[Stored records]
— START —
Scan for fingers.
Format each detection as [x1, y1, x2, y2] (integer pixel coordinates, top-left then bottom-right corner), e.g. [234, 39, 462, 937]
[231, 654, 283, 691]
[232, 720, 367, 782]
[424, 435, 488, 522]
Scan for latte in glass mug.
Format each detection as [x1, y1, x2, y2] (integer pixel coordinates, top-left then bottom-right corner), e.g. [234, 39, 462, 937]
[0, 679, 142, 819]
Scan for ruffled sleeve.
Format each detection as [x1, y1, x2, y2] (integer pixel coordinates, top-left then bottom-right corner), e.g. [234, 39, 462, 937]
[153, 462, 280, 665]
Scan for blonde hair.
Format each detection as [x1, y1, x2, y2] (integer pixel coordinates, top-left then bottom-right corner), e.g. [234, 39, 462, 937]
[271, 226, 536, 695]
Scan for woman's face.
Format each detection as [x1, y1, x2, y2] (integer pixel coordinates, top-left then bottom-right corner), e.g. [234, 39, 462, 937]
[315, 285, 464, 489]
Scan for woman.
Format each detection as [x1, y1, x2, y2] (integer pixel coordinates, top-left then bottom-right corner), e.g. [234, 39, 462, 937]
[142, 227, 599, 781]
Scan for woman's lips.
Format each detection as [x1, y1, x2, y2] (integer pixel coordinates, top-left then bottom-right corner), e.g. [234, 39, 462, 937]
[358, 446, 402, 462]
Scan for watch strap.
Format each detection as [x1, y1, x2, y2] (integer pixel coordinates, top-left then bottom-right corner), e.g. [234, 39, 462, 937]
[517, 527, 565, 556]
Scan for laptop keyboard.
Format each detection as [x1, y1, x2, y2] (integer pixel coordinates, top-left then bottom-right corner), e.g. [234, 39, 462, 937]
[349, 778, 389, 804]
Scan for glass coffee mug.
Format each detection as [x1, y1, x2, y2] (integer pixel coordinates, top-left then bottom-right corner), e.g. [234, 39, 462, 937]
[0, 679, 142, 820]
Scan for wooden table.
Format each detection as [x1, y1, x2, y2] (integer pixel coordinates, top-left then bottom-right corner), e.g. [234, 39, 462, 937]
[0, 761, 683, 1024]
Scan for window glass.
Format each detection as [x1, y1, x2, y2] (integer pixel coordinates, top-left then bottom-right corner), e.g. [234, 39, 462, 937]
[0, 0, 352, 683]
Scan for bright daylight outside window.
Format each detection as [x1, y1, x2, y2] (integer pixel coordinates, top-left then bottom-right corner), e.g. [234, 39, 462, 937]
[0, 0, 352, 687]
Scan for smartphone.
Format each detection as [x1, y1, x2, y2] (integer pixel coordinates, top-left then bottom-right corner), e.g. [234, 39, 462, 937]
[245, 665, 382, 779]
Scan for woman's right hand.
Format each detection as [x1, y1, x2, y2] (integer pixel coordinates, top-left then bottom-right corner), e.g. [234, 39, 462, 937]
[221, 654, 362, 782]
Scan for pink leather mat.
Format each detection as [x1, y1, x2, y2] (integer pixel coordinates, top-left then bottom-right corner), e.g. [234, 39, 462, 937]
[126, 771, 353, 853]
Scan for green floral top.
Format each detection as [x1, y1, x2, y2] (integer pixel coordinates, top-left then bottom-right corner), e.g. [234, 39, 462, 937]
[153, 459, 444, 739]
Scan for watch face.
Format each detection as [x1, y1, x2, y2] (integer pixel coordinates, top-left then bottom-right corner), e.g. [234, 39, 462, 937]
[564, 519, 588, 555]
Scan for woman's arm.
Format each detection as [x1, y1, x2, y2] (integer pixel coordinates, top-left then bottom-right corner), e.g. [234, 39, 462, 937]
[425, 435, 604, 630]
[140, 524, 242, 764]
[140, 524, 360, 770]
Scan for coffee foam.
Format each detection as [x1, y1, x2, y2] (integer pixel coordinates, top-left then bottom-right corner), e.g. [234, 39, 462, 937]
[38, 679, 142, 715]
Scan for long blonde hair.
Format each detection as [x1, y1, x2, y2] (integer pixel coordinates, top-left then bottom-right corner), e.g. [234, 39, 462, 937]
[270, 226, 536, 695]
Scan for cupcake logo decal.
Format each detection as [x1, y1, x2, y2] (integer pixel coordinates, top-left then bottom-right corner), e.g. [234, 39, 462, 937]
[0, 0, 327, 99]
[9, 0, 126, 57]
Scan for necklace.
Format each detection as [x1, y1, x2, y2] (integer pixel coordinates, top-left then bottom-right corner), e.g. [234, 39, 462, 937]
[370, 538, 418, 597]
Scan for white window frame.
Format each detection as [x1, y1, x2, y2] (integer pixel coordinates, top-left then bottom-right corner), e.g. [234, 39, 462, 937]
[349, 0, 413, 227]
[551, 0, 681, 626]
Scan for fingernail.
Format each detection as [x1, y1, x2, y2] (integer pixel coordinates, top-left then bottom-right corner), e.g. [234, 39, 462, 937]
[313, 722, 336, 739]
— END —
— START —
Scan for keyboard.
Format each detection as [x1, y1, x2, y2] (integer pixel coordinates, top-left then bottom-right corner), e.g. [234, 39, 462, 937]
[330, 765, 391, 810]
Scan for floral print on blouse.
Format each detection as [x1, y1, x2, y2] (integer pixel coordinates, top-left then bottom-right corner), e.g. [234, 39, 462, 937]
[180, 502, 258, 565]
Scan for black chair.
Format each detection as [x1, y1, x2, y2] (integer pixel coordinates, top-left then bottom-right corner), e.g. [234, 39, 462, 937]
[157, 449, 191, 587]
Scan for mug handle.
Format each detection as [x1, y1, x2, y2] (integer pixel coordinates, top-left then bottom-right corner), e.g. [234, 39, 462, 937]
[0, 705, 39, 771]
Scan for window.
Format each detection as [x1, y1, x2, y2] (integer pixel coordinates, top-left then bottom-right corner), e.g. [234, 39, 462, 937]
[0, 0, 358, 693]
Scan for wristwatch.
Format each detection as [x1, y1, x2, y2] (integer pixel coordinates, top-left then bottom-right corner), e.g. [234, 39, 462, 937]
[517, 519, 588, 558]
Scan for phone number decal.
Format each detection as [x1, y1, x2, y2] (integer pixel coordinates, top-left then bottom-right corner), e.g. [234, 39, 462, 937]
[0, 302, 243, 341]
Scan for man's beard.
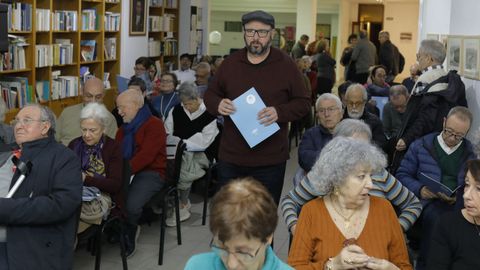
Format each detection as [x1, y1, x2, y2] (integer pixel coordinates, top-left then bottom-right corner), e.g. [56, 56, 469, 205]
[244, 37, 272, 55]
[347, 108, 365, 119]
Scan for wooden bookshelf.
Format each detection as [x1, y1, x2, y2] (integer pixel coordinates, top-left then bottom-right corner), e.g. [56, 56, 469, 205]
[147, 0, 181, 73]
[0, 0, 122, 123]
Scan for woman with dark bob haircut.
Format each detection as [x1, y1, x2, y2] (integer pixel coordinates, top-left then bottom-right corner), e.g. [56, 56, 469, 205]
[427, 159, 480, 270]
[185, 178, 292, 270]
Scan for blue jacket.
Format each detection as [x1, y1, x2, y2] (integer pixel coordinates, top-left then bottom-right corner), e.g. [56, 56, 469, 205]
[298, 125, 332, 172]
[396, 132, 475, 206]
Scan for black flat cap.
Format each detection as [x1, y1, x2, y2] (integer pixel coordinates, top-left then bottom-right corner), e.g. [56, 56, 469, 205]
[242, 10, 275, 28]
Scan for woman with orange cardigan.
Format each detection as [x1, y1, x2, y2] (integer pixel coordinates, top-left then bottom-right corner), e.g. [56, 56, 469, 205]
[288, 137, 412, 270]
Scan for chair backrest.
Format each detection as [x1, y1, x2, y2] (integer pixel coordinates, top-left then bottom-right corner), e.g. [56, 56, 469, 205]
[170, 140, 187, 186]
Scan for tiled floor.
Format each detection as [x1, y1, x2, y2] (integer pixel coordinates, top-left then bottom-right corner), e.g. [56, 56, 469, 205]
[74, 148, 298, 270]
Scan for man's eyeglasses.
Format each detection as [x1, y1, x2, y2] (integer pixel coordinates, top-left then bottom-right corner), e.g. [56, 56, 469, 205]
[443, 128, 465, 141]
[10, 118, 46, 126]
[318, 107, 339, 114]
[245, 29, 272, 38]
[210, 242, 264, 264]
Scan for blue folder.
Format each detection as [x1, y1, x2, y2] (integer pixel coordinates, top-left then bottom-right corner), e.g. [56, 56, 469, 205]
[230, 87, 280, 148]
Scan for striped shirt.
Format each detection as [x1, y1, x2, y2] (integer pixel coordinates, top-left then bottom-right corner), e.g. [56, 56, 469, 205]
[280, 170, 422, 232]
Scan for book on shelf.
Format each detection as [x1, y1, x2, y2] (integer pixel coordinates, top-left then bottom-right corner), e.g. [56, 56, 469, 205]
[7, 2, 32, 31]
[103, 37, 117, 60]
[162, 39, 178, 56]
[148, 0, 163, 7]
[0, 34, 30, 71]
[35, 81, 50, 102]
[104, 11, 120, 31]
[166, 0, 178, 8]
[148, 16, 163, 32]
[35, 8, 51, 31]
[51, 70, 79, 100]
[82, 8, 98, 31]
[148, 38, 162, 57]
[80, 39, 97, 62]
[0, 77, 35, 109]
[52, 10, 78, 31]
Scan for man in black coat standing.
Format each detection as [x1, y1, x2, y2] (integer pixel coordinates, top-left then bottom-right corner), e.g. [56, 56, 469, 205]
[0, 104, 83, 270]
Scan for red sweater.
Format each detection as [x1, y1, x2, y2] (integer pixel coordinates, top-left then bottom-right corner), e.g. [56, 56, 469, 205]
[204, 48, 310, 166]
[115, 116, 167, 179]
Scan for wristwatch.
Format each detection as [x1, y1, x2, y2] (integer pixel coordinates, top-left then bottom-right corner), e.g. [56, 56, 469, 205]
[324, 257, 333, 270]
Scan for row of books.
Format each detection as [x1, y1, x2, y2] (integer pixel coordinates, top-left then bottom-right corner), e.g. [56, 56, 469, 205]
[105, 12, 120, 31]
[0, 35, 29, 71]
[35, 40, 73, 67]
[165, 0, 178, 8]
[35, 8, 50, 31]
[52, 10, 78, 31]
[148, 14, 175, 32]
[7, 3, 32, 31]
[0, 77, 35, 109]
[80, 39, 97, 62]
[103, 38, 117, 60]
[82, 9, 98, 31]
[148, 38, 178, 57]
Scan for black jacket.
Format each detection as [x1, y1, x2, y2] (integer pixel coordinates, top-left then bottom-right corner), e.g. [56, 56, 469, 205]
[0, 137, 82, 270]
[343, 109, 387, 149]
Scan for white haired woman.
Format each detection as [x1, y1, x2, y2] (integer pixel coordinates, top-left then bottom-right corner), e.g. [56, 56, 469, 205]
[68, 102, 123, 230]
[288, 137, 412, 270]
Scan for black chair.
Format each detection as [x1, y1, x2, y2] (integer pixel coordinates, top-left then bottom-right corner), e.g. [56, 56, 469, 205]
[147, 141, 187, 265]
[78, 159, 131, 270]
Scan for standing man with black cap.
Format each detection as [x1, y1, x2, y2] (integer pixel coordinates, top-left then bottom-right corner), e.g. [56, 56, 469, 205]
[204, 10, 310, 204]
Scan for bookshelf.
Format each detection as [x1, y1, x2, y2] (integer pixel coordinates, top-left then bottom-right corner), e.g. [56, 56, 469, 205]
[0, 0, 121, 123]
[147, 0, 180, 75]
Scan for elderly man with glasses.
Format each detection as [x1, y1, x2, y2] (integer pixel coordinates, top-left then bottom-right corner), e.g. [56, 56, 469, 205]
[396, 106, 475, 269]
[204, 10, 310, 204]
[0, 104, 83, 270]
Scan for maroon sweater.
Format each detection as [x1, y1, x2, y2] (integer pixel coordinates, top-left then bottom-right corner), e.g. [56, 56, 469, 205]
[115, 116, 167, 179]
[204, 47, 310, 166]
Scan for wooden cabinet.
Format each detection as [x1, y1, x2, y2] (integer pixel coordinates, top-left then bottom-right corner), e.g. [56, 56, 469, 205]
— END —
Render the lines starting at the one containing "Scan for fingers." and ending at the one containing "[424, 435, 488, 522]", both included, as a Markdown table with the columns No. and Line, leaving out any blank lines.

▸ **Task solution**:
| No. | Line |
|---|---|
| 1 | Scan for fingers. |
| 2 | Format each detection as [x1, y1, x2, y2] (integer pixel coordinates, top-left then bottom-right corner), e.g. [234, 39, 462, 937] |
| 3 | [231, 654, 283, 691] |
| 4 | [232, 720, 367, 782] |
| 5 | [424, 435, 488, 522] |